#### [DO THIS]
Put each line of the material below into a numbered list, and leave out any blank lines.

*** RAW DATA ***

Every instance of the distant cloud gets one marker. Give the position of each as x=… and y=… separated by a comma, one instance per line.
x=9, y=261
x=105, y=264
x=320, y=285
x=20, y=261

***

#### [TASK RESPONSE]
1. Every instance of the distant cloud gets one marker. Give the position of each as x=… and y=… separated by a comma, one instance per line.
2. x=9, y=261
3. x=105, y=264
4. x=320, y=285
5. x=20, y=261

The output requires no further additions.